*** TEXT SHOWN ***

I like pounding it in (sometimes it bows or warped)you only see whats sticking out of the ground , 3 or 4 inches
+Dean Murray OK, whatever works!
Should work for thermal heating/cooling.
a grounding rod can't be E.M.T conduit by electrical code, at least not in Canada. 2 -10foot rods ten feet apart connected with min. 3/O awg fully impacted minus 6" max for bonding wire.
Did you watch the video? The conduit is only used to bore the hole, not as the grounding rod itself.
This will make a lousy ground until the soil can compact again, which could take months or years.
It actually takes hours. With that mud it is impossible to pull the rod back out in a matter of seconds to minutes. And when that mud dries you are good to go. There are no air pockets or loose soil.
@@LDSreliance I recommend that you do some research on this subject. Just because the suction of the mud against the rod makes it difficult to pull the rod out of the ground, does not mean the rod is in acceptable electrical contact with the soil on an ongoing basis. The mud will eventually dry out and diminish the electrical between the soil and the ground rod connection useless.
Another thing that might work (??) is to just shove the grounding rod right into the garden hose, then turn on the hose, then let the rod keep the hose straight as you "water drill" down into the hole, then just pull the garden hose right out and the rod will stay
If this works ,you will be my noble nominee . Honestly !
why cant you use use a copper pipe and leave it in the ground. but somebody else said that it has to be solid. I really like the idea of the water pressure let it do all the work. A piece of ReBar would be so much easier.

*** INFORMATION SHOWN ***

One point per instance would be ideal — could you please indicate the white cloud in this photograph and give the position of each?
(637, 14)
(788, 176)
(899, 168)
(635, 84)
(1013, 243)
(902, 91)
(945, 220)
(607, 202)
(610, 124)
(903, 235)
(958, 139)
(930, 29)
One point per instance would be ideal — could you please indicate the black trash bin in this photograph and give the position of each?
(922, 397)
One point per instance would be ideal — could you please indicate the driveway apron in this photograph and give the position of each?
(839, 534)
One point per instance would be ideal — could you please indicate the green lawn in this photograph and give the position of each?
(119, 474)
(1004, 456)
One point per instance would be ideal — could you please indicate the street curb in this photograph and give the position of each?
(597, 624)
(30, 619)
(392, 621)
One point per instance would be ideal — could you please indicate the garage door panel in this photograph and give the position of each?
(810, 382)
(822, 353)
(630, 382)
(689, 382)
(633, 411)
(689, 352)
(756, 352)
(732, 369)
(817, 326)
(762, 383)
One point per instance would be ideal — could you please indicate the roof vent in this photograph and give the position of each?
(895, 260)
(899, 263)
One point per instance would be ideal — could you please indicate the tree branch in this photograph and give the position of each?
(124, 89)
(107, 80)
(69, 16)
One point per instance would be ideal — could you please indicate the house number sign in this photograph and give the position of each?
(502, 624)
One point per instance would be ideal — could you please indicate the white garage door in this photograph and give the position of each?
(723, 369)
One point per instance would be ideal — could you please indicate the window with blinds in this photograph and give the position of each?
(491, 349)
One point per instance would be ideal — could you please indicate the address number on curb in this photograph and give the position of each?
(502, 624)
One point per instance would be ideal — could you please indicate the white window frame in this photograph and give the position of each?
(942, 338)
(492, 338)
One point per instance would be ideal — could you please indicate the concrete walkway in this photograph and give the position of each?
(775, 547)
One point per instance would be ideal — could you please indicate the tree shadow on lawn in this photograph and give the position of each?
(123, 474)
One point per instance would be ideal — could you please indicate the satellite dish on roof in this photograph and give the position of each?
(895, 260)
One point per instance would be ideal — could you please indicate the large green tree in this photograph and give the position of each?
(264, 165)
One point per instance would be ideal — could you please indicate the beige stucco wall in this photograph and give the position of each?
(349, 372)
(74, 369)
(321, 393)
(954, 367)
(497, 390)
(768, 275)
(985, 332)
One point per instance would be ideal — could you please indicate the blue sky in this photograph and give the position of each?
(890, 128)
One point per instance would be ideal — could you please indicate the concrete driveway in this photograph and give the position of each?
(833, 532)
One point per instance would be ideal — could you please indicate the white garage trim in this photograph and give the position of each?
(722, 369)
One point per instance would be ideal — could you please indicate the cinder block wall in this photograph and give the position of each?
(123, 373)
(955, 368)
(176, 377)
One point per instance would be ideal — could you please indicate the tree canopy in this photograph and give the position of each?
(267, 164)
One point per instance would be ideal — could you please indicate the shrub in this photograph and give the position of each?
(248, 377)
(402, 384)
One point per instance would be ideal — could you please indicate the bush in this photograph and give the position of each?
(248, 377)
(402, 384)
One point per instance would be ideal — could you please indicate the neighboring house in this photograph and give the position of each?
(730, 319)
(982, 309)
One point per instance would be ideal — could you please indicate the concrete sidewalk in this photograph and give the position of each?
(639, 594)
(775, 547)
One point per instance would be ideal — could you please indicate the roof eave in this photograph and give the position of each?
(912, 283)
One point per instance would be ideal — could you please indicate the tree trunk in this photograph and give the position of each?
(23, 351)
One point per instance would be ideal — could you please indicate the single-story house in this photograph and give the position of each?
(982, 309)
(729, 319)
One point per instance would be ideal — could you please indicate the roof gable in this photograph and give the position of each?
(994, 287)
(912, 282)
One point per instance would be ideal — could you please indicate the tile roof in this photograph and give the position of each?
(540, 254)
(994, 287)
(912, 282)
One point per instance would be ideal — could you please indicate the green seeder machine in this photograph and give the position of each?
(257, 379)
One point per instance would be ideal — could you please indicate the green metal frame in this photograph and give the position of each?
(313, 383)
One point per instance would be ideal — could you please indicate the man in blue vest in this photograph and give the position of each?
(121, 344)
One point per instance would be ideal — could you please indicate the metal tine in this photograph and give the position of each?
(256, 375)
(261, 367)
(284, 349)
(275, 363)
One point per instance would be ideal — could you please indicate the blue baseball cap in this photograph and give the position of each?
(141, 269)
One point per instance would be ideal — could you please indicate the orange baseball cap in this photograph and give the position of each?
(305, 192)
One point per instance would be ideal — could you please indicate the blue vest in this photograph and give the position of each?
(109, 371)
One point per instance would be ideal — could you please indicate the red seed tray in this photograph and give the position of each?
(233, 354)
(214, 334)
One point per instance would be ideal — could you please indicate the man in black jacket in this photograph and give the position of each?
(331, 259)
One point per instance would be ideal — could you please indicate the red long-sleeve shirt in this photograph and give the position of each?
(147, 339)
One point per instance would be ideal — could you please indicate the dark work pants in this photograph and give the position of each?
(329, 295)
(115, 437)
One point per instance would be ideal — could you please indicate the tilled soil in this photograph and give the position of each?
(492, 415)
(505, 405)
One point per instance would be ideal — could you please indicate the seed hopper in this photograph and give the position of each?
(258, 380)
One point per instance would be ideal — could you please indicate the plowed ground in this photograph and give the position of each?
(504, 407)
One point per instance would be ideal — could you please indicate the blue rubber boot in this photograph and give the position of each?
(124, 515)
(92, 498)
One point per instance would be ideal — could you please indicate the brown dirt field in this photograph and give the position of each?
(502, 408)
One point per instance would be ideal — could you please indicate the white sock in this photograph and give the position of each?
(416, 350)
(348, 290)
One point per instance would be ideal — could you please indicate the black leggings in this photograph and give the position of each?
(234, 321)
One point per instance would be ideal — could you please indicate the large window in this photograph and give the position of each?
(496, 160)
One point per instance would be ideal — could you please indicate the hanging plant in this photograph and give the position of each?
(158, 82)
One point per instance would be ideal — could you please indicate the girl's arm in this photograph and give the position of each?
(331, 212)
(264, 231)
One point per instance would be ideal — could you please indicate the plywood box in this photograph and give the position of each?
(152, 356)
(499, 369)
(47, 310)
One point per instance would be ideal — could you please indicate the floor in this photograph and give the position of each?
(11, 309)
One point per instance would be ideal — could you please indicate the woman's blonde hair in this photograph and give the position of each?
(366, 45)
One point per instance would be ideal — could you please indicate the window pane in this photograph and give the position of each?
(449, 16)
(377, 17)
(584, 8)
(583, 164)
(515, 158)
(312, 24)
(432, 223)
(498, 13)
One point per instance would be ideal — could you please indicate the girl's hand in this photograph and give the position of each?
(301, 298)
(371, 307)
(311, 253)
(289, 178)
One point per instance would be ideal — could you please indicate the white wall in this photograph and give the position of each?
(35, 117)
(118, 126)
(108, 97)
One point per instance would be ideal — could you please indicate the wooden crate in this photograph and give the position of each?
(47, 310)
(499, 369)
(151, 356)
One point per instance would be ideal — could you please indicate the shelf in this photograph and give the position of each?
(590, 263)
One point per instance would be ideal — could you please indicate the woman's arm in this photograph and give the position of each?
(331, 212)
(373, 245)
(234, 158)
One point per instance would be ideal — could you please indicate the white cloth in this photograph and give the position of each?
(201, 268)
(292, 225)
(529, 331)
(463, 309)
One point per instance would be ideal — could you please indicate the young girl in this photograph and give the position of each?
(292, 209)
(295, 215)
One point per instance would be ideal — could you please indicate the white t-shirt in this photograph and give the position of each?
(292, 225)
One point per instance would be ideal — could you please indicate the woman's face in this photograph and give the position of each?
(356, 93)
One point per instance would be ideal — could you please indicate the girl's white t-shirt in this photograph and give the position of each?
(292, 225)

***

◆ **PROBLEMS AND TASKS**:
**A.** Reproduce the grounding-rod comments from "why cant you" to "so much easier.", substituting "steel pipe" for "copper pipe".
**B.** Continue the comment thread on installing a grounding rod from its last comment.

◆ **ANSWERS TO THE TASKS**:
**A.**
why cant you use use a steel pipe and leave it in the ground. but somebody else said that it has to be solid. I really like the idea of the water pressure let it do all the work. A piece of ReBar would be so much easier.

**B.**
I don't know why a pipe wouldn't work. I haven't heard one way or the other. One thing I do know is that almost no one agrees on how to ground properly. There are no consensus answers and the "code" that everyone cites is just regulation and not a "this is the best way to do it" guide.
Brilliant!
Thanks!
its a "fracking" genius.
Out of curiosity, can you use a tree as grounding?
+enjoypolo No, a grounding rod needs to be able to conduct electricity really well. Trees don't conduct very well.
@@LDSreliance trees dont conduct at all
when using my generator i get my mother in law to hold the grounding wire, whilst i start up the gennie
Haha
Do you tell her to take her shoes off because with shoes on it can be dangerous?
I have to admit, its a cool concept. The idea of driving a rod into the earth for grounding is simply to provide a path for electricity to go if there was a problem in your home with the wiring. I have to question this method simply because the water is displacing the earth. When you are simply dropping the rod into the ground you have lost an extreme amount of contact of the rod to earth. Over time, the earth will fill back in, but I think that would be in the realm of decades. If you need to put in a rod at home or anywhere, I personally would still recommend a little sweat and drive the stupid thing in.
Credential: Electrician
Nick, you should watch my follow up video at How to Install a Grounding Rod The Easy Way (Full Demonstration). Basically once you remove the hydraulic drill from the ground, mud rushes back into the hole and fills it most of the way back in. The good news is that the ground is pretty saturated so you can push the rod over half of the way in and then you can easily pound it the rest of the way with a mallet. Trust me, the rod is completely surrounded by earth and in good contact all the way around.
Got up on a ladder with a 5 lb sledge start pounding like you would a nail .Do that until your arm wears out. A very long dumb sh%!t process. Needless to say I will use your method next time. Thanks for posting 👍
Hopefully you didn't mushroom the top of the rod like I did the first time. That is when I looked for a better method.
It did but the clamp still fit over it
is this how you ground your house or something, what is this for
Ok, I tried with nothing, Obviously, one needs a trick. This looks like the trick. I will revisit this youtube site and declare victory or failure.
Sounds good! I have yet to hear of this method failing.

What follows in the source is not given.